RECORDS SUPPLIED.
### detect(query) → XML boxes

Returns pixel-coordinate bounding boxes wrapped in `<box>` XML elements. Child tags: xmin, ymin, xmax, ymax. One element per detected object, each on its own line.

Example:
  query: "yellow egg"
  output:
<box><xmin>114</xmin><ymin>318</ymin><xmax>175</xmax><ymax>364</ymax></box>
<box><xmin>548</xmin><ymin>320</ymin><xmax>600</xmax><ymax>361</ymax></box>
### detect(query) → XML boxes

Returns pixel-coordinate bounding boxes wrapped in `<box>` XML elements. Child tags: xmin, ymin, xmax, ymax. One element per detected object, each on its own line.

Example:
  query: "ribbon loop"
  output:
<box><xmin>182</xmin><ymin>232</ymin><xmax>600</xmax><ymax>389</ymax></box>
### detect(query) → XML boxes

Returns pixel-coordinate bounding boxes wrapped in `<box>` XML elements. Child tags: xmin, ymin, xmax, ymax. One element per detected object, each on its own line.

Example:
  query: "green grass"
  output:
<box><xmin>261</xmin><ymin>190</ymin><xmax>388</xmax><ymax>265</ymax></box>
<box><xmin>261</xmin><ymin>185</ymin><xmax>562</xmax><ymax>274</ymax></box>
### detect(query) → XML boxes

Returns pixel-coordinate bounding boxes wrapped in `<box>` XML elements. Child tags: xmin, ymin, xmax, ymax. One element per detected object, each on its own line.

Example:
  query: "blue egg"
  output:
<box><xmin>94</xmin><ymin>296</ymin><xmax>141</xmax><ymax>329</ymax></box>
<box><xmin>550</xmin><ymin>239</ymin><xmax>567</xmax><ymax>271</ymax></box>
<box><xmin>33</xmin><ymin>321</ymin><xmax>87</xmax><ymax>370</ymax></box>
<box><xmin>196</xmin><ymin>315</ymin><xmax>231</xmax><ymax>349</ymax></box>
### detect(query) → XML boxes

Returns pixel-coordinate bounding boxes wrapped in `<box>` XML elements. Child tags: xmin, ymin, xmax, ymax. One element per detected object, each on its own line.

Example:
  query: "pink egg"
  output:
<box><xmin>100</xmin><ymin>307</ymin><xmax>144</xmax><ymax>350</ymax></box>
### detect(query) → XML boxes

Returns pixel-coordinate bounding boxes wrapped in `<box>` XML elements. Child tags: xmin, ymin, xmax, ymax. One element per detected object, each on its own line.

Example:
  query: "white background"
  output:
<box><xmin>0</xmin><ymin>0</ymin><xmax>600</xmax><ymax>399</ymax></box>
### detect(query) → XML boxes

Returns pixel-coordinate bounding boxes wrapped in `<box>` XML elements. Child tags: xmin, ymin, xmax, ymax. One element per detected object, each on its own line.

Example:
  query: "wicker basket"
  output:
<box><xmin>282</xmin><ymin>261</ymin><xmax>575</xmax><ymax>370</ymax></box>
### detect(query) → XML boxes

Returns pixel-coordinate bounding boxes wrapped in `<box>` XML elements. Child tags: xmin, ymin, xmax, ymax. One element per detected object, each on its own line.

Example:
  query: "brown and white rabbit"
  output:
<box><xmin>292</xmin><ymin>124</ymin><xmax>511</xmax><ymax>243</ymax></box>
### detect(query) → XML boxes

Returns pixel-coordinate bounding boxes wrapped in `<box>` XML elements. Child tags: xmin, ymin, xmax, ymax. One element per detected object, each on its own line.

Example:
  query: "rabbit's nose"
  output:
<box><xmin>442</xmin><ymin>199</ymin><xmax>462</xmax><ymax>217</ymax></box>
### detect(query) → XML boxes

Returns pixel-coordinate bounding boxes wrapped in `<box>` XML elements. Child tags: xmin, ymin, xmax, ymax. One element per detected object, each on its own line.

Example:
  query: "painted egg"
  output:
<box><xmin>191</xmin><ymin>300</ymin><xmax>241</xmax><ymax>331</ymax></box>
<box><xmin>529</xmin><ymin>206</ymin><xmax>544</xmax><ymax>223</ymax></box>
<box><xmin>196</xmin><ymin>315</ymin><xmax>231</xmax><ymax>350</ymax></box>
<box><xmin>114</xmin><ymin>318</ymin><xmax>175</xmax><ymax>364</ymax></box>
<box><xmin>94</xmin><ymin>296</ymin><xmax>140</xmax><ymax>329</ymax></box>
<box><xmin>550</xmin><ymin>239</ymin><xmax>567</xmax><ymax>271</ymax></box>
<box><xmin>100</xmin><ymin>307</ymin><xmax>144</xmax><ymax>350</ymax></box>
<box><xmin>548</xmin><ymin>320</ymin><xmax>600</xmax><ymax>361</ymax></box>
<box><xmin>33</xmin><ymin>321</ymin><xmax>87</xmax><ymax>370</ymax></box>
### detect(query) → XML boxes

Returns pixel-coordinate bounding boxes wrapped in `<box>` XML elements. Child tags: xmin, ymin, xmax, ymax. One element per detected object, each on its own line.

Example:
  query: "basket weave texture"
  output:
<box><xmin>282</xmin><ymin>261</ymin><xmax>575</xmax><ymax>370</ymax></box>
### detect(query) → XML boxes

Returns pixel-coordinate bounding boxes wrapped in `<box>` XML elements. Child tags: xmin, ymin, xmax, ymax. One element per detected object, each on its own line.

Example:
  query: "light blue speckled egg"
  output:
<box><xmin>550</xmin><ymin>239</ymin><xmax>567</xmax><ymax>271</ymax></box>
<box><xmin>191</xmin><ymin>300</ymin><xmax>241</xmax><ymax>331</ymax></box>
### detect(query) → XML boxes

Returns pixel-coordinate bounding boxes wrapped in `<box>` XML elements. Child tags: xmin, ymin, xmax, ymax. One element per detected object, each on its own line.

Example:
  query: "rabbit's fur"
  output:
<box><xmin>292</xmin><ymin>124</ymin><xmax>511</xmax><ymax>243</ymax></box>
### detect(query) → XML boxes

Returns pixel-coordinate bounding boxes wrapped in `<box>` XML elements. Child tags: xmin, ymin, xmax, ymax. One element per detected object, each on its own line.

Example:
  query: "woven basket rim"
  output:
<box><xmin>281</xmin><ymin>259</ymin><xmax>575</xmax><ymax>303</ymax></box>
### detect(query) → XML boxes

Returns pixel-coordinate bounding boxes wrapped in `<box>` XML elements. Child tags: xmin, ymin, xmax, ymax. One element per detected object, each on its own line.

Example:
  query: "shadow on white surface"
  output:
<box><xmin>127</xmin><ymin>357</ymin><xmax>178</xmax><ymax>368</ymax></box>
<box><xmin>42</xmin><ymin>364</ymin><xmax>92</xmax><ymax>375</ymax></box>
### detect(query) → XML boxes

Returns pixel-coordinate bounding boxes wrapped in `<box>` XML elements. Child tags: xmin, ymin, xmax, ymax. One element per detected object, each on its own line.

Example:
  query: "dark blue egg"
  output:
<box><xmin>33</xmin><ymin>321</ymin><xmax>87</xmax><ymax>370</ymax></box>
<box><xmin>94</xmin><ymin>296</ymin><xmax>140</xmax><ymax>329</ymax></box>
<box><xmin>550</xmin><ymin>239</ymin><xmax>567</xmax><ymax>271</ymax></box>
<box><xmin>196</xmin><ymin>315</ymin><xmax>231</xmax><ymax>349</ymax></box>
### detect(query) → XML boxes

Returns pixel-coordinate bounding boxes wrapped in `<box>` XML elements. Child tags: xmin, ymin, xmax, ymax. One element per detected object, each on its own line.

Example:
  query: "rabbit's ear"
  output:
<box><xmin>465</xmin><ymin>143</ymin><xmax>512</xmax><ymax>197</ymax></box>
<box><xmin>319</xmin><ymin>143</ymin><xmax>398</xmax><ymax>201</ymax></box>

EXERCISE BRIEF. Please list every line from the entries above that contains the string "rabbit". Case counts.

WORKED ANSWER.
  query: "brown and white rabbit"
  query: "rabbit's nose"
  query: "rabbit's fur"
  query: "rabbit's ear"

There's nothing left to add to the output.